### WORK ORDER
According to the passage on the game's opening, why are Arthur, Dutch and their band fleeing the law?

It’s understandable, of course, considering the cards that life had dealt Arthur. But we don’t know any of this when we start the game. We aren’t privy to the story behind the man. All we see is the man. And the man is not the most appealing or compelling of figures. Neither is the story that we do take part in–at least at first. Sure, the very start of the game is quite gripping. Arthur and Dutch are helping their band of outlaw travelers through a fierce blizzard on top of a mountain. They are fleeing the law following a botched robbery. They have lost people. The situation looks dire. On the way through the harsh snow they come across a widow, Sadie Adler, whose husband was just killed by a gang that’s long been a rival of Dutch’s. Arthur and Dutch take Sadie in without hesitation. There’s no denying that the hardship, camaraderie, and empathy on display in these scenes do make for quite a strong, captivating opening.

[Point-per-instance localization data]
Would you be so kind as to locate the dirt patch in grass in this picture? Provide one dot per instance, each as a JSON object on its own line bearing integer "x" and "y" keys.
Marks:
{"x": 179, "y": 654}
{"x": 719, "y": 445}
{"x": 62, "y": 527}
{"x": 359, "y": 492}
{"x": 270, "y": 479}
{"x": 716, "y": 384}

### THE ANSWER
They are fleeing the law after a botched robbery.